Requirement ▸
Show each line from the entries below that contains the string "curtain", reproduced unchanged. Matching is case-sensitive.
[Start of Available data]
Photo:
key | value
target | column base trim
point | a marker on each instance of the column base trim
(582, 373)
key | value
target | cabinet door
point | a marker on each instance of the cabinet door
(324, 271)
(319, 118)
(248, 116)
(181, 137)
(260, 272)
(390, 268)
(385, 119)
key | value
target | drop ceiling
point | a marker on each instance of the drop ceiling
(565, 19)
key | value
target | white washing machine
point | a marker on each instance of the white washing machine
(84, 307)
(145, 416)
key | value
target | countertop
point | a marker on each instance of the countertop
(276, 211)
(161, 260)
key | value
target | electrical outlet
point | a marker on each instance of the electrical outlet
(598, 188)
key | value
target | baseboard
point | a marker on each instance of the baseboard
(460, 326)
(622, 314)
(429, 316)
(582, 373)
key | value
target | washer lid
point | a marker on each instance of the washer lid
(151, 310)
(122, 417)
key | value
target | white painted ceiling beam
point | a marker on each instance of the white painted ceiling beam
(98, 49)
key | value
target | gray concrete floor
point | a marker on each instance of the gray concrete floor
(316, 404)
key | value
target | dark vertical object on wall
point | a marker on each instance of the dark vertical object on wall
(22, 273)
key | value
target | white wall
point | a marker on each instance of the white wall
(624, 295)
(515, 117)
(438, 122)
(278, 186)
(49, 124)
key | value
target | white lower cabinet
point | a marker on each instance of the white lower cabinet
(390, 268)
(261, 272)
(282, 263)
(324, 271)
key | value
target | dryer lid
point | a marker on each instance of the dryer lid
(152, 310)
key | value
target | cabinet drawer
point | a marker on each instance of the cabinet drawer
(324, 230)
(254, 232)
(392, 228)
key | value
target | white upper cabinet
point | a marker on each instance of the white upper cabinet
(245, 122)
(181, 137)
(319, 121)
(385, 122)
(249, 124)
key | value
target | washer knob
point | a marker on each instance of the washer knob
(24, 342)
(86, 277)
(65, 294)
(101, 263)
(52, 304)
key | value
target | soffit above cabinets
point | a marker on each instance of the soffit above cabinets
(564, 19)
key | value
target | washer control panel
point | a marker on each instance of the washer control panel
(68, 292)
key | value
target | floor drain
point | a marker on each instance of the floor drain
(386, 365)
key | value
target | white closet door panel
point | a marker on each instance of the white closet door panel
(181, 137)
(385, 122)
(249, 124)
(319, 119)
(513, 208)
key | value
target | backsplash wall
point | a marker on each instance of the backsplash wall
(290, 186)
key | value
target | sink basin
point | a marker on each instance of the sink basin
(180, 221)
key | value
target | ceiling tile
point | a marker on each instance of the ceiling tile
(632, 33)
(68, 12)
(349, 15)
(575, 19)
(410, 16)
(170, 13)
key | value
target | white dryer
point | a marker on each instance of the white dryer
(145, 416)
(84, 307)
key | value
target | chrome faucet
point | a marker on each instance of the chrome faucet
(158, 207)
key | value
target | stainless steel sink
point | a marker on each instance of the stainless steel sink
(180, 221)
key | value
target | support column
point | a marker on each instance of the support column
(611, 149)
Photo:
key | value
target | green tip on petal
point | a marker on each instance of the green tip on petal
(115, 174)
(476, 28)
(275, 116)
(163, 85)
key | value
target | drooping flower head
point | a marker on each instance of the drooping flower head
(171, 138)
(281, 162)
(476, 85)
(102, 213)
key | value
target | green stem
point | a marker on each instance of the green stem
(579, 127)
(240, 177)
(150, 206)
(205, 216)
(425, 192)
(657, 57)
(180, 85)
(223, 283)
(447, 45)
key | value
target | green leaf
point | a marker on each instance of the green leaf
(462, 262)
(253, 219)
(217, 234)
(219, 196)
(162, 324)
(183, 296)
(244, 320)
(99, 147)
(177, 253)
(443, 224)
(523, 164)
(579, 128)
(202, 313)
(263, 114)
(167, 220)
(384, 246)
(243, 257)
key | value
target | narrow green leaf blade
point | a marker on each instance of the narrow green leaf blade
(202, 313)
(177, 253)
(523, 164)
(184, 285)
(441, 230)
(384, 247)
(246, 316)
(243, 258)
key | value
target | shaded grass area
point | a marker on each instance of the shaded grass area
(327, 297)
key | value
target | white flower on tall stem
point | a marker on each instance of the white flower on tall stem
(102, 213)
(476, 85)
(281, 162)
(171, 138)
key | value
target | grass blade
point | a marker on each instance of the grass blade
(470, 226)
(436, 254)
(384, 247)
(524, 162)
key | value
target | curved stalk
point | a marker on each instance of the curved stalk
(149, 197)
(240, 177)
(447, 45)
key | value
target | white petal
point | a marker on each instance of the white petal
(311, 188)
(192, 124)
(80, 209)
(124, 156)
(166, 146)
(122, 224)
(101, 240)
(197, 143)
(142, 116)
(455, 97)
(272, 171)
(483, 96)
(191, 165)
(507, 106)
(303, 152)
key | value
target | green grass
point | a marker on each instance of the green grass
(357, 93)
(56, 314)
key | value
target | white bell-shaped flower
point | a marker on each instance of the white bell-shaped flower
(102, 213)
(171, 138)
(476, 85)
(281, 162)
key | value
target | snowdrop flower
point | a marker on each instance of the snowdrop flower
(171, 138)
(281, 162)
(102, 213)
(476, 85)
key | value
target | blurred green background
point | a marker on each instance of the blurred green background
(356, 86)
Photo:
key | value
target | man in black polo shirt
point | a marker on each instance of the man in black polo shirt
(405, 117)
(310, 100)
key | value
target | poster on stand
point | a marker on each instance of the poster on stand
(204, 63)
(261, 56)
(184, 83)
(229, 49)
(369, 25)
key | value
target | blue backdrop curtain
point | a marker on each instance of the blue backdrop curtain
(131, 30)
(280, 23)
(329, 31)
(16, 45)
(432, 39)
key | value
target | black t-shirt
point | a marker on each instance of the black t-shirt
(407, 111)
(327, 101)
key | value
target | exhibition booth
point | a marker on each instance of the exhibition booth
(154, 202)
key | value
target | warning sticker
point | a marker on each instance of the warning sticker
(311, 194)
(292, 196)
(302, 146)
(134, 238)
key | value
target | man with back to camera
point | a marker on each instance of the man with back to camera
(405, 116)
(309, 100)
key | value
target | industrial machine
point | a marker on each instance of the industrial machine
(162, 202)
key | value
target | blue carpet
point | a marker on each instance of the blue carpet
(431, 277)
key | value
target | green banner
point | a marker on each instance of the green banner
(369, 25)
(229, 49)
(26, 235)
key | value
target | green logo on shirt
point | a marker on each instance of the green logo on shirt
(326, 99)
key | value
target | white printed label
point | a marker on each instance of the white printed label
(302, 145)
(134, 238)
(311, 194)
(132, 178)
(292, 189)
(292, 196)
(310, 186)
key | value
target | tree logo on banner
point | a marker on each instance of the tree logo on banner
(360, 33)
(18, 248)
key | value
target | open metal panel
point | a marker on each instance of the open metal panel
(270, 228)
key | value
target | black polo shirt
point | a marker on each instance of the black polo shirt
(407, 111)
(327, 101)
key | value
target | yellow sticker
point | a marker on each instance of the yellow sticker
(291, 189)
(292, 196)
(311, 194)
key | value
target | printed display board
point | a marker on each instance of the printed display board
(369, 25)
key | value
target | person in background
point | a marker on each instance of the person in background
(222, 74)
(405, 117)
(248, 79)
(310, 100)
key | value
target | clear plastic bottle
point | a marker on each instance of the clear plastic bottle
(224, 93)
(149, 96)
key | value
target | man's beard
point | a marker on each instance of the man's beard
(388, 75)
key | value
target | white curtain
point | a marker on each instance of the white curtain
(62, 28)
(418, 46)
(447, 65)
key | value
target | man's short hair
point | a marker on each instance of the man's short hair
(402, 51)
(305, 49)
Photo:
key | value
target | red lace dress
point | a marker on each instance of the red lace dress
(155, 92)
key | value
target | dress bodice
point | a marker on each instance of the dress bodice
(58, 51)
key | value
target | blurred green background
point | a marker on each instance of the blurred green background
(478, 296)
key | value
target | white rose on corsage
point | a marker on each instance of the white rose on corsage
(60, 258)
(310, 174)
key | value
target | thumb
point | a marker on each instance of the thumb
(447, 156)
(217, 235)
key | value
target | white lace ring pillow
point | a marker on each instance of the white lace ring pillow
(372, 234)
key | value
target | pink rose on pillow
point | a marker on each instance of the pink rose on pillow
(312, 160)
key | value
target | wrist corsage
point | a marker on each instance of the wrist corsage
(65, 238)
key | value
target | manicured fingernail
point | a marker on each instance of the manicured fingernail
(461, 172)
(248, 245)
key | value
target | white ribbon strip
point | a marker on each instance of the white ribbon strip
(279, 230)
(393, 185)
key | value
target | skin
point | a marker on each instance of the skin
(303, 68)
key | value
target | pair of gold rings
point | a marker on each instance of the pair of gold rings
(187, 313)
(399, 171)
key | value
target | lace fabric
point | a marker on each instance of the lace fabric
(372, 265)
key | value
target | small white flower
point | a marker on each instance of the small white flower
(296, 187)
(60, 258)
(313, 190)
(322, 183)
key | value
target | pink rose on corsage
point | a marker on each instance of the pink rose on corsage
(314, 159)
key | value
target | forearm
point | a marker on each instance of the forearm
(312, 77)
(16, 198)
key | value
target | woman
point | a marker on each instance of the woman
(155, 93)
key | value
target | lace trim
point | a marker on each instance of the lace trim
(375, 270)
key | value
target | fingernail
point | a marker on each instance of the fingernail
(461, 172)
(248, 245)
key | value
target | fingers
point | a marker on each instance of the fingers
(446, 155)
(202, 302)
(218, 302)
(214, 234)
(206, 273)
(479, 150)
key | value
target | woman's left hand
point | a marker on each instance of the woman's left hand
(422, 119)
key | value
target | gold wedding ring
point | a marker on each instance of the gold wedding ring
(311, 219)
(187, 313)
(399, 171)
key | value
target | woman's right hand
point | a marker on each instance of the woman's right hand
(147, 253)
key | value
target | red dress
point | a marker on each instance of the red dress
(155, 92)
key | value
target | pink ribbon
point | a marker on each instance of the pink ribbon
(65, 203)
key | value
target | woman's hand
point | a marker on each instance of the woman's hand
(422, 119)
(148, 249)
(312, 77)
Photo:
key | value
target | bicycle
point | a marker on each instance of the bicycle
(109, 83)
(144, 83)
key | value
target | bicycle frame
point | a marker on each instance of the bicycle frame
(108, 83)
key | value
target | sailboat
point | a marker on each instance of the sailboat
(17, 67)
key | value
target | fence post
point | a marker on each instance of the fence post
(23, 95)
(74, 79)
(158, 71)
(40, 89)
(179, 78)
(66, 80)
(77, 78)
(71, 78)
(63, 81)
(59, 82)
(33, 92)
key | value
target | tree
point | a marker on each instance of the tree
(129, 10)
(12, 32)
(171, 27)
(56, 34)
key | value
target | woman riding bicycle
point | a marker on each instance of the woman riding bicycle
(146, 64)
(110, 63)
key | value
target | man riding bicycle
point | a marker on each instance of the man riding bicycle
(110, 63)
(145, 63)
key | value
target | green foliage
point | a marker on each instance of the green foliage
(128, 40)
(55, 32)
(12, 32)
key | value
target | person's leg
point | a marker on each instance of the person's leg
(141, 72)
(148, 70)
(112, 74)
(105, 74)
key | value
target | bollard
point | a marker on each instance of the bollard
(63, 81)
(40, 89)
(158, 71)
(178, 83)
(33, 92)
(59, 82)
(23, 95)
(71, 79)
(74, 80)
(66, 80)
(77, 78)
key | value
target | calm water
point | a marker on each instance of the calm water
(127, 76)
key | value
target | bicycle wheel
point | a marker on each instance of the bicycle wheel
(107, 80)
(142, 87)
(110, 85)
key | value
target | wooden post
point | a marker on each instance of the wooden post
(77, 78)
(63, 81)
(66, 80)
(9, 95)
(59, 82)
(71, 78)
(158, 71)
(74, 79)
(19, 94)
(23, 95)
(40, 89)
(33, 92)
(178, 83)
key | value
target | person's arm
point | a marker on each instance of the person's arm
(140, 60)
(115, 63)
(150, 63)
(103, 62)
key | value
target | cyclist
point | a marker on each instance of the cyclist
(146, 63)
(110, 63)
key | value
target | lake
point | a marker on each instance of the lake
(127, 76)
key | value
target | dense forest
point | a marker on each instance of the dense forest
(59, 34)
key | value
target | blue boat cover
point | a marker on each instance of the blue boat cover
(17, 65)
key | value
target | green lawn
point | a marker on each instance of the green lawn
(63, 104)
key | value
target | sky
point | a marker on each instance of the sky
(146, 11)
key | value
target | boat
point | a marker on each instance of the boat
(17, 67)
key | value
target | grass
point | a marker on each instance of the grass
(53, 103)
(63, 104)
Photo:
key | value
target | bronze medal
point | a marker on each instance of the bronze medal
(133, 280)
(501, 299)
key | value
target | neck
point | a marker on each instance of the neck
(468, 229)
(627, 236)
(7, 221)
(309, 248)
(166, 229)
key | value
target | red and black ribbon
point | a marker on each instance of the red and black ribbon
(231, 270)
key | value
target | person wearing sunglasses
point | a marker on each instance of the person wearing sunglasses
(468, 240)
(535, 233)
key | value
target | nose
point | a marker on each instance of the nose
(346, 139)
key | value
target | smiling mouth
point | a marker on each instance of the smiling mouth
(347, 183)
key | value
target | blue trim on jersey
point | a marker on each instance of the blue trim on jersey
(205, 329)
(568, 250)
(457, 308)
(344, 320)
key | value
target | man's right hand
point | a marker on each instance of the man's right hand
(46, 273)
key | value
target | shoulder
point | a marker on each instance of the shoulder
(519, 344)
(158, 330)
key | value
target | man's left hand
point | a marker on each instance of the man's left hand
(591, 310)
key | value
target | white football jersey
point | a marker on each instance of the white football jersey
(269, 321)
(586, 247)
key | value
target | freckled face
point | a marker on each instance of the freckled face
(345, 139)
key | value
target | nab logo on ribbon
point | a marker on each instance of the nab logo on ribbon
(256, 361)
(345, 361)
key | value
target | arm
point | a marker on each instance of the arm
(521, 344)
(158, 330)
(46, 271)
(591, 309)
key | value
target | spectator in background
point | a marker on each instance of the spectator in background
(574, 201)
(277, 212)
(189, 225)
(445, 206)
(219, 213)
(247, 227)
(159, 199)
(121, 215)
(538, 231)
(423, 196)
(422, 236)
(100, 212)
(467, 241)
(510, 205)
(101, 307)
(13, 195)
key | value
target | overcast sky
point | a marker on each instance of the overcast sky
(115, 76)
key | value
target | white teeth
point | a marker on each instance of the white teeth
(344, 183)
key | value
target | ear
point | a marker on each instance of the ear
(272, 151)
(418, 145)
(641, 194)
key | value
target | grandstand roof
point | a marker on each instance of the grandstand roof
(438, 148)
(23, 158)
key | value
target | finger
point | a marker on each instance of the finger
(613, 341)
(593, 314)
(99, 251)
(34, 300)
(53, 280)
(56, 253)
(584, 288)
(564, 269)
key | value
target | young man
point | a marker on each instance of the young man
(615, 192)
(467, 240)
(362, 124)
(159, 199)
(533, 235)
[End of Available data]
Solution to this problem ▸
target | blue backdrop curtain
point | a marker on each instance of the blue backdrop curtain
target | white curtain
point | a marker on each instance of the white curtain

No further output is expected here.